» SUPPLIED INFORMATION:
========================================================================

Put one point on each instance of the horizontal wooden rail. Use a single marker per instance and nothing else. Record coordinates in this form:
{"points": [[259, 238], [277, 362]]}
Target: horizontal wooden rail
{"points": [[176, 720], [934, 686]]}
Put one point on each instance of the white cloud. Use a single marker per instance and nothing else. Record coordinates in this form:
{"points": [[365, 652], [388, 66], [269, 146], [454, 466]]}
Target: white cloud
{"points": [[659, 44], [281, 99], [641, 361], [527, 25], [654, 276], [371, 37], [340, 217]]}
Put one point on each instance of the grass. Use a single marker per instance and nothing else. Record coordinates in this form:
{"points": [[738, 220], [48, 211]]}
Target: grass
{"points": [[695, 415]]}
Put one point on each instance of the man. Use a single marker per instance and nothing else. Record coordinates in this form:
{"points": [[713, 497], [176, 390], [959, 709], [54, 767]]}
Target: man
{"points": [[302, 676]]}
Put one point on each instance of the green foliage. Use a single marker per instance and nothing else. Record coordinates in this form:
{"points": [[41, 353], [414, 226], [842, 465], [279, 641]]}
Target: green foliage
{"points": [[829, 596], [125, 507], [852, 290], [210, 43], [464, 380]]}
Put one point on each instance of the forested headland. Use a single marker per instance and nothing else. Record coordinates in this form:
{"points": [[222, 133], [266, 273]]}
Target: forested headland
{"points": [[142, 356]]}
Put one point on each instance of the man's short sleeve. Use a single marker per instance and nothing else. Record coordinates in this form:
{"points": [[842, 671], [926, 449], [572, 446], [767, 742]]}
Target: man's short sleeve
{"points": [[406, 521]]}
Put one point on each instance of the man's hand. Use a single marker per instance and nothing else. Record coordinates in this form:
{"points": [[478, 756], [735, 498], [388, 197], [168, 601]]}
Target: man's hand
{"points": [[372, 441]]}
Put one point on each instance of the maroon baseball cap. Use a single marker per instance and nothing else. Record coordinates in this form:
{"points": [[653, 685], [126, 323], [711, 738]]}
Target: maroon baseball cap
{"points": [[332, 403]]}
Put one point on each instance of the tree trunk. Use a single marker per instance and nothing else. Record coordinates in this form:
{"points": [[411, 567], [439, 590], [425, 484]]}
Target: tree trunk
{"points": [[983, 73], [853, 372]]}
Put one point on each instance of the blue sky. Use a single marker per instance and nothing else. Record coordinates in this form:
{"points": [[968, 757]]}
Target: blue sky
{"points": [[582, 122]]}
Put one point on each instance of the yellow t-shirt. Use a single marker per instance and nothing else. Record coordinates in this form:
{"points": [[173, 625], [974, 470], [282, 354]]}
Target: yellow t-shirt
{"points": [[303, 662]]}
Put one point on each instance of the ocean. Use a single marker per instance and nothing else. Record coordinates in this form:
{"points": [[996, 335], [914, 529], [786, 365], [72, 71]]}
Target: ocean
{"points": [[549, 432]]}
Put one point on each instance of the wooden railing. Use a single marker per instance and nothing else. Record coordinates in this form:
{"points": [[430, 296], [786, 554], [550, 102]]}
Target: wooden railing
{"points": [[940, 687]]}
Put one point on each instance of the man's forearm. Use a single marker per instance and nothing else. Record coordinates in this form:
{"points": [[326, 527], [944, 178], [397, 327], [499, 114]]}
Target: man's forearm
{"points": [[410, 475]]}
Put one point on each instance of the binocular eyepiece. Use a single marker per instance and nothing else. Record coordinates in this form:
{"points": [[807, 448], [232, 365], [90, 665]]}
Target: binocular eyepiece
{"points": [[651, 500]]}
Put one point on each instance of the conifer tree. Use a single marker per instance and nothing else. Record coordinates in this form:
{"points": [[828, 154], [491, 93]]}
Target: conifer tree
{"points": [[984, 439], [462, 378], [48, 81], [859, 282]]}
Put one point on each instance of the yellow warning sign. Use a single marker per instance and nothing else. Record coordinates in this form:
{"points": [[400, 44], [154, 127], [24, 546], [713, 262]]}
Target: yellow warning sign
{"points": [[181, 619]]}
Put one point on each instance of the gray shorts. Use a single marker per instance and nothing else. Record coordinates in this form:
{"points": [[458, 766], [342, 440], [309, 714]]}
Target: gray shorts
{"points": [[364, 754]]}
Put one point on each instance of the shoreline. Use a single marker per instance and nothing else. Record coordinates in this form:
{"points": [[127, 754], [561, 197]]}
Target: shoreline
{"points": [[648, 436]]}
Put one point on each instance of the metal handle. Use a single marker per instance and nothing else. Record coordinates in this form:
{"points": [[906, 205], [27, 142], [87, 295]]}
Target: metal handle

========================================================================

Reprint the entries above in full, exactly as they are.

Put one point on each instance of the horizontal wooden rail. Use a single marker per instance and nothing else. Record coordinates in this form:
{"points": [[259, 238], [277, 362]]}
Target: horizontal wooden rail
{"points": [[176, 720], [934, 686]]}
Put one point on each instance of the white cloud. Use a single marker per instance and nothing else. Record coordinates in this form:
{"points": [[365, 652], [388, 66], [269, 146], [454, 466]]}
Target: white cloud
{"points": [[659, 44], [281, 99], [641, 361], [527, 25], [654, 276], [371, 37], [340, 217]]}
Put one point on each instance of the grass. Use a single marker per instance and nothing else. Record coordinates in this form:
{"points": [[738, 220], [48, 211]]}
Target: grass
{"points": [[695, 415]]}
Put one point on each instance of the man. Use a single marker per instance and nothing else. Record coordinates in this form:
{"points": [[713, 497], [176, 390], [959, 709], [54, 767]]}
Target: man
{"points": [[302, 676]]}
Put one point on each instance of the green foliage. Use a single marker per instance and nothing else. Record coordinates in this form:
{"points": [[41, 353], [414, 226], [842, 465], [279, 641]]}
Target: green foliage
{"points": [[829, 596], [125, 507], [852, 290], [210, 43], [464, 380]]}
Put one point on each instance of the forested headland. Use a single marker per instance and nothing else. Record coordinates in this form:
{"points": [[222, 133], [266, 273]]}
Target: forested headland
{"points": [[142, 356]]}
Put one point on each instance of the man's short sleeve. Use a single marker per instance and nothing else. Record coordinates in this form:
{"points": [[842, 671], [926, 449], [572, 446], [767, 742]]}
Target: man's short sleeve
{"points": [[406, 521]]}
Put one point on each instance of the man's hand. Use a single marker per instance and nothing else. Record coordinates in this form:
{"points": [[478, 756], [735, 498], [388, 197], [168, 601]]}
Target: man's hand
{"points": [[372, 441]]}
Put one point on each instance of the maroon baseball cap. Use a single marker per instance and nothing else. Record coordinates in this form:
{"points": [[653, 685], [126, 323], [711, 738]]}
Target: maroon baseball cap
{"points": [[332, 403]]}
Put one point on each instance of the tree trunk. Use a single marker per instance and nothing else. Record coordinates in this form:
{"points": [[411, 567], [439, 590], [425, 484]]}
Target: tree trunk
{"points": [[983, 73], [853, 372]]}
Put one point on each instance of the blue sky. Use a single marker per instance and nothing else. Record coordinates in this form:
{"points": [[968, 757]]}
Target: blue sky
{"points": [[582, 122]]}
Put one point on each instance of the yellow t-shirt. Use a single marker per instance and nothing else. Record coordinates in this form:
{"points": [[173, 625], [974, 470], [282, 354]]}
Target: yellow t-shirt
{"points": [[303, 662]]}
Put one point on each instance of the ocean. Use a single marker per instance and nothing else. Record coordinates in this form:
{"points": [[996, 335], [914, 529], [786, 365], [72, 71]]}
Target: ocean
{"points": [[549, 432]]}
Put one point on each instance of the wooden railing. Use a single marker per instance and nothing else. Record coordinates in this form:
{"points": [[430, 296], [786, 554], [550, 102]]}
Target: wooden railing
{"points": [[940, 687]]}
Put one point on each instance of the man's forearm. Use a single marker per instance and nothing else. Record coordinates in this form:
{"points": [[326, 527], [944, 178], [397, 327], [499, 114]]}
Target: man's forearm
{"points": [[410, 475]]}
Put one point on each instance of the binocular eyepiece. Use a single marker per instance and nothing else. Record coordinates in this form:
{"points": [[807, 448], [232, 365], [90, 665]]}
Target: binocular eyepiece
{"points": [[651, 500]]}
Put one point on each instance of the conifer tree. Use a single marker per instance and nothing else. Record coordinates in this form:
{"points": [[828, 154], [491, 93]]}
Target: conifer tree
{"points": [[984, 439], [462, 378], [48, 81], [859, 282]]}
Put one point on each instance of the yellow warning sign. Use a single marker per instance and nothing else. Record coordinates in this form:
{"points": [[400, 44], [154, 127], [24, 546], [713, 262]]}
Target: yellow warning sign
{"points": [[181, 619]]}
Put one point on each instance of the gray shorts. Use a single marker per instance and nothing else. Record coordinates in this form:
{"points": [[458, 766], [342, 440], [309, 714]]}
Target: gray shorts
{"points": [[364, 754]]}
Put one point on each instance of the shoreline. Use a single marker per instance and nothing else. Record coordinates in this form:
{"points": [[127, 754], [561, 197]]}
Target: shoreline
{"points": [[648, 436]]}
Put one point on each instance of the metal handle. Use a single marker per instance and nothing else. Record coordinates in this form:
{"points": [[906, 205], [27, 142], [87, 295]]}
Target: metal handle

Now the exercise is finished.